▸ WHAT NEEDS TO BE DONE
Restate the lines exactly, starting at the line that contains "neckline, giving x and y for each instance?" and finishing with the final line of the records.
--------
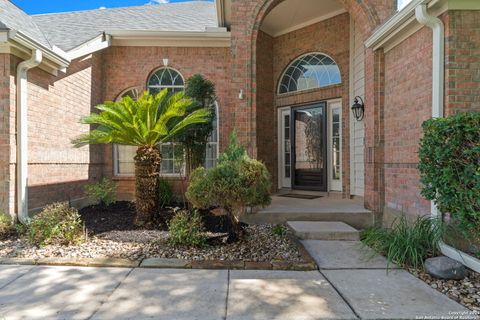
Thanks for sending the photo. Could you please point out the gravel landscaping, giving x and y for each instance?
(112, 234)
(465, 292)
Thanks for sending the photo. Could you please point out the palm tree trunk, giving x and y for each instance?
(147, 170)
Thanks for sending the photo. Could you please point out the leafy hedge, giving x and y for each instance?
(450, 167)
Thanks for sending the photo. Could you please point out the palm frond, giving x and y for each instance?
(148, 121)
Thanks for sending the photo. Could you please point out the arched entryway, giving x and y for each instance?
(282, 32)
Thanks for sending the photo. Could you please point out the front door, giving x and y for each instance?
(309, 147)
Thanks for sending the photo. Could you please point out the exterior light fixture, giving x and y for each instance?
(358, 108)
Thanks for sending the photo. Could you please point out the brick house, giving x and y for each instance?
(286, 73)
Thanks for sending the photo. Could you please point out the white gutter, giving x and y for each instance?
(438, 82)
(22, 133)
(55, 55)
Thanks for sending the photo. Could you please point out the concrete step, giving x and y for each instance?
(324, 230)
(360, 219)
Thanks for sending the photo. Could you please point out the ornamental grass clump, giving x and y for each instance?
(58, 224)
(406, 244)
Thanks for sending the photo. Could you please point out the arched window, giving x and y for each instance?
(310, 71)
(167, 78)
(172, 152)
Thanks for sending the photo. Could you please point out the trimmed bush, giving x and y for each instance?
(165, 193)
(236, 183)
(450, 167)
(103, 192)
(405, 244)
(186, 229)
(6, 226)
(58, 223)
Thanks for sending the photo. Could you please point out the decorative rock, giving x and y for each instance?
(445, 268)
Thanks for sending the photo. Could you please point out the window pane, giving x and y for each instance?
(309, 72)
(126, 164)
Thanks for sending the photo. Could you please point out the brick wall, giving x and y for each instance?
(462, 74)
(265, 116)
(127, 67)
(57, 171)
(408, 83)
(4, 133)
(320, 37)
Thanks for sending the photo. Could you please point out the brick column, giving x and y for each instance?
(374, 131)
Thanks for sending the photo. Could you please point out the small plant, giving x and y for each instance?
(165, 193)
(58, 223)
(103, 192)
(6, 227)
(279, 230)
(186, 228)
(405, 244)
(236, 183)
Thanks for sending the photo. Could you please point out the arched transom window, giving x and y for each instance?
(167, 78)
(310, 71)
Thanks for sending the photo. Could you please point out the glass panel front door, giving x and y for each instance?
(309, 147)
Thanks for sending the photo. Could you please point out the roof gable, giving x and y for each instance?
(71, 29)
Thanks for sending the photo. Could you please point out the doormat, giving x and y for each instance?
(300, 196)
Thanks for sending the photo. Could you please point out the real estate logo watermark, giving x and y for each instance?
(453, 315)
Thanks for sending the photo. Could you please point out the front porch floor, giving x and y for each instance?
(326, 208)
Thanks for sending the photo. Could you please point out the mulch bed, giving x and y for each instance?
(112, 234)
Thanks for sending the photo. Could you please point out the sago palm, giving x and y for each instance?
(146, 122)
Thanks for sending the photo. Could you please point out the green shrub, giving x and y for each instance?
(6, 226)
(58, 223)
(236, 183)
(186, 228)
(450, 167)
(406, 244)
(103, 192)
(165, 193)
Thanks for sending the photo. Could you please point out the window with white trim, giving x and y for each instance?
(310, 71)
(172, 153)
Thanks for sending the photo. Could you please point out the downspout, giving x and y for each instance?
(438, 70)
(22, 133)
(438, 67)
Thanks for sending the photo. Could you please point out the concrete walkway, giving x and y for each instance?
(346, 287)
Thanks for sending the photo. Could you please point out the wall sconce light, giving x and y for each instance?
(358, 108)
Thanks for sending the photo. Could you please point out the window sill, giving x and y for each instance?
(127, 177)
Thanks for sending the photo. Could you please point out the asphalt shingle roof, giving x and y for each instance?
(71, 29)
(13, 18)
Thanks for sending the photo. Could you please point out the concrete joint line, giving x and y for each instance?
(226, 296)
(109, 295)
(341, 295)
(13, 280)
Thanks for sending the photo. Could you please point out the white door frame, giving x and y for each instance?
(334, 185)
(283, 181)
(286, 183)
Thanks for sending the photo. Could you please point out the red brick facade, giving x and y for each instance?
(403, 118)
(130, 67)
(397, 100)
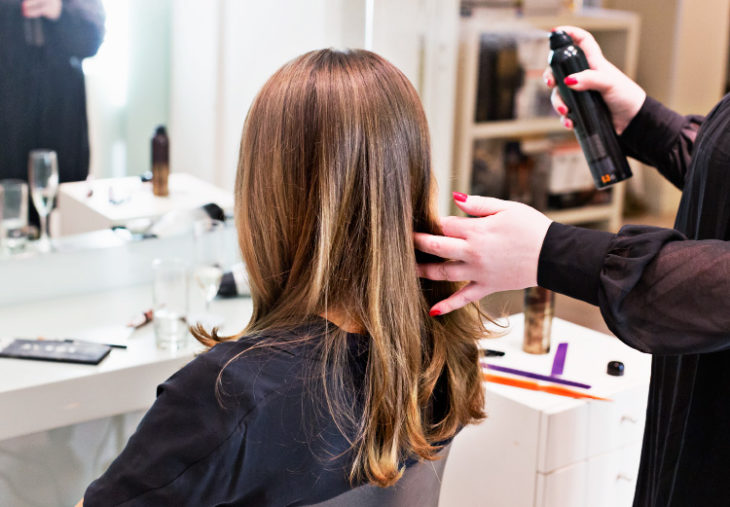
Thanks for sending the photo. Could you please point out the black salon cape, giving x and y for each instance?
(42, 94)
(274, 443)
(667, 292)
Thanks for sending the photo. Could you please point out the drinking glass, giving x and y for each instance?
(43, 179)
(170, 303)
(209, 250)
(14, 215)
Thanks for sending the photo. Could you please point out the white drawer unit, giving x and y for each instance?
(542, 450)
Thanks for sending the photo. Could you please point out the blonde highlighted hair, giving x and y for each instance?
(334, 176)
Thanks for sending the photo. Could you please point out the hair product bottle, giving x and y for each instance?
(590, 115)
(539, 310)
(160, 162)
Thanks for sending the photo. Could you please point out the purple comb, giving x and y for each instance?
(535, 376)
(559, 360)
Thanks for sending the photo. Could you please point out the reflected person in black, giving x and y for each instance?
(42, 93)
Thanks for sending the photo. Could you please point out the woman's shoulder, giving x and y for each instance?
(248, 369)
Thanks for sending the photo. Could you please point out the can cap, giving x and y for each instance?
(559, 39)
(615, 368)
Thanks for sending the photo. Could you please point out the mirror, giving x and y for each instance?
(196, 65)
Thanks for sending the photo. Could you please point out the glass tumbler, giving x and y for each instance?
(170, 303)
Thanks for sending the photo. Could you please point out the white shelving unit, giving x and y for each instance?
(618, 34)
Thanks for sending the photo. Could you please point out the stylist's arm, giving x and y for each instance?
(497, 250)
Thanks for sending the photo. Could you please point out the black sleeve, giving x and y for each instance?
(183, 449)
(661, 138)
(658, 291)
(79, 30)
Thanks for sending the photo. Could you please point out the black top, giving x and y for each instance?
(272, 443)
(42, 94)
(668, 295)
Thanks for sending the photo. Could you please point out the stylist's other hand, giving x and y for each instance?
(50, 9)
(623, 96)
(498, 249)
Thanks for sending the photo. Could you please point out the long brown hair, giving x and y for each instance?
(334, 176)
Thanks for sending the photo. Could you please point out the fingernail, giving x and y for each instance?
(458, 196)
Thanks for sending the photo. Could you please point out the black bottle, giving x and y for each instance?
(590, 115)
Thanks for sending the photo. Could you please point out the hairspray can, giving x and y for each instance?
(590, 115)
(160, 162)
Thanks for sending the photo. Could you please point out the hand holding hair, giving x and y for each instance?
(623, 96)
(496, 250)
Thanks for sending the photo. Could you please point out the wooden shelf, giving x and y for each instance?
(517, 128)
(583, 214)
(617, 32)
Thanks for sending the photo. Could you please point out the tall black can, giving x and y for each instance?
(590, 115)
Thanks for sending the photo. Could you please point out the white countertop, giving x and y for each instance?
(585, 362)
(38, 395)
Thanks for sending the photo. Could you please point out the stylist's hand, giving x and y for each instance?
(623, 97)
(50, 9)
(495, 251)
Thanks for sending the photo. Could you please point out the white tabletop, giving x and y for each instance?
(586, 360)
(136, 199)
(38, 395)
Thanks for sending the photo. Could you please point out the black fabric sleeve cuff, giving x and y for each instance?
(652, 131)
(571, 260)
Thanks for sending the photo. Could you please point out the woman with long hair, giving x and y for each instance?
(341, 377)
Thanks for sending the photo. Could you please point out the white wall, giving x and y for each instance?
(223, 52)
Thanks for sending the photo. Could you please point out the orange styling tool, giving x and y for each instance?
(535, 386)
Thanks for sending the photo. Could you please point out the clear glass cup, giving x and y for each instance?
(14, 215)
(43, 179)
(170, 303)
(539, 311)
(209, 250)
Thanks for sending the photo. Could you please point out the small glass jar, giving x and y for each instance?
(539, 310)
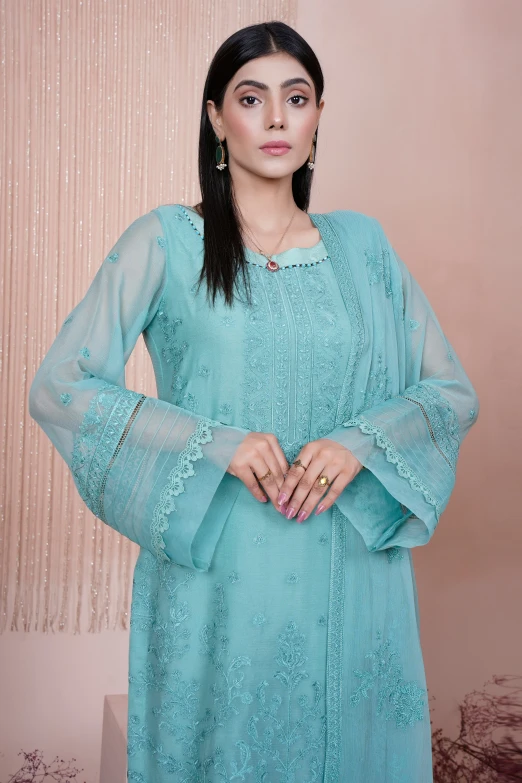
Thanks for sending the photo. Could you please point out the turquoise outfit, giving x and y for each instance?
(262, 650)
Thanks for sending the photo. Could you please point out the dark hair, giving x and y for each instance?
(217, 205)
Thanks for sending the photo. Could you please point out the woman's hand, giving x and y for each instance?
(301, 490)
(258, 453)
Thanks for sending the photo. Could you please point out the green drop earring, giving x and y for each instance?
(220, 155)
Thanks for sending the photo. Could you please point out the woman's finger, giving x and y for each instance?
(260, 466)
(309, 491)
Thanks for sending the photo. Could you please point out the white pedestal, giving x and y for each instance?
(113, 768)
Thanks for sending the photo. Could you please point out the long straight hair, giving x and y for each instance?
(224, 256)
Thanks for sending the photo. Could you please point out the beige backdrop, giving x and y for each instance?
(421, 129)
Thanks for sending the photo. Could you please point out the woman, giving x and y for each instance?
(302, 377)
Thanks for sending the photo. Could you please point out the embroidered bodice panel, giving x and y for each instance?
(274, 365)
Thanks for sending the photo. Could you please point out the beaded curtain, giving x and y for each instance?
(100, 121)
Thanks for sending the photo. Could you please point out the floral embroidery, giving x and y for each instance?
(192, 403)
(173, 350)
(403, 701)
(191, 221)
(303, 324)
(378, 386)
(394, 553)
(392, 455)
(378, 268)
(341, 266)
(178, 711)
(175, 485)
(101, 433)
(441, 419)
(281, 731)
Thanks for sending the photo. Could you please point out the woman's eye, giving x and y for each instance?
(246, 97)
(253, 97)
(299, 96)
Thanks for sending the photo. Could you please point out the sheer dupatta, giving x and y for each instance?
(409, 435)
(151, 470)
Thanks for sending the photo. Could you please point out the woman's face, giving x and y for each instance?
(267, 109)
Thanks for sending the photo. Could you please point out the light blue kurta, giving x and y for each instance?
(263, 650)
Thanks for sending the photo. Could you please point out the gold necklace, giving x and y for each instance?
(271, 265)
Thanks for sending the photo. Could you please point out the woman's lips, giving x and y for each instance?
(275, 150)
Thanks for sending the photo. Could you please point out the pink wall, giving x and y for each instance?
(421, 129)
(423, 122)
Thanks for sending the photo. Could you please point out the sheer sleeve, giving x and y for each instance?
(409, 443)
(151, 470)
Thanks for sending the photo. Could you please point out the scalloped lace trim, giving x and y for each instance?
(175, 485)
(392, 455)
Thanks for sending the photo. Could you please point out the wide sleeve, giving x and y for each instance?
(151, 470)
(409, 443)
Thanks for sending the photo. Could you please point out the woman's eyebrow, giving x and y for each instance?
(261, 86)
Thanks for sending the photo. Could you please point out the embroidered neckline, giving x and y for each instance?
(315, 254)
--------
▸ SOLUTION BELOW
Thanks for sending the photo. Could you please point out the embroidered neckline, giving x and y for each instance?
(315, 254)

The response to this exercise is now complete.